Aim of the task: Render the items below as a JSON list of strings, one string per line, skipping any blank lines. Leave the pictures out of your answer.

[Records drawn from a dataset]

********************

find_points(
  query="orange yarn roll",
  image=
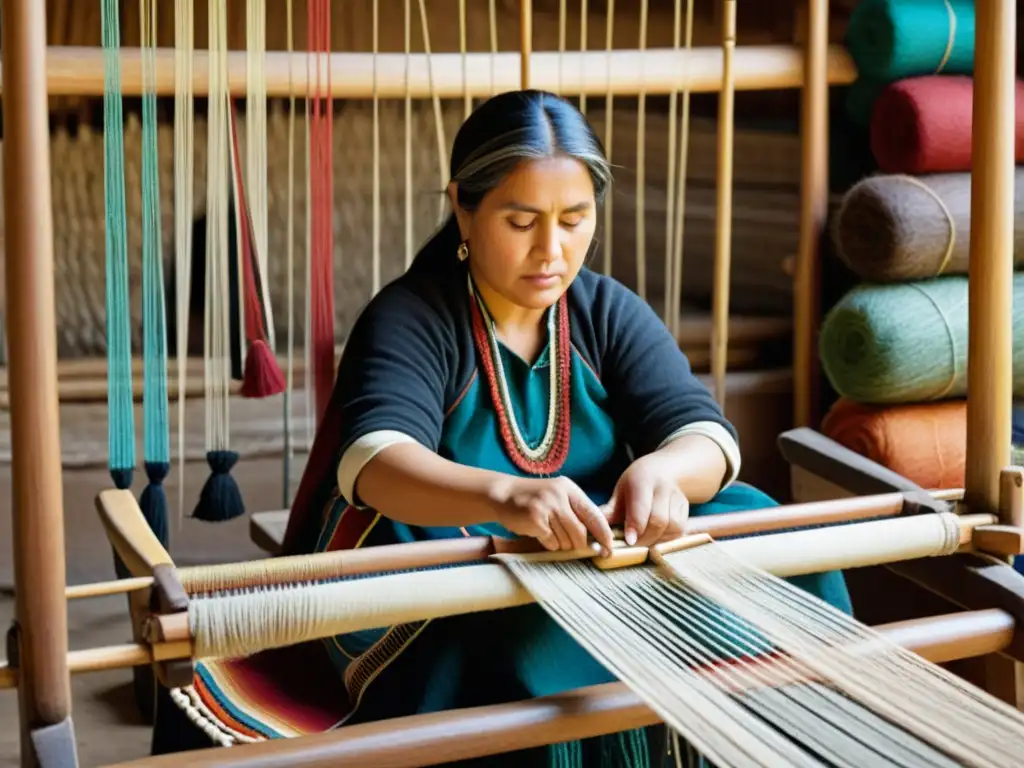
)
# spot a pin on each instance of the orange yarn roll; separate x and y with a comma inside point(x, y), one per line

********************

Output for this exercise:
[
  "find_points(",
  "  query=\"orange yarn roll\",",
  "  image=",
  ")",
  "# spot a pin on each instance of the orange yarn roll; separate x and y with a comma inside point(x, y), one per line"
]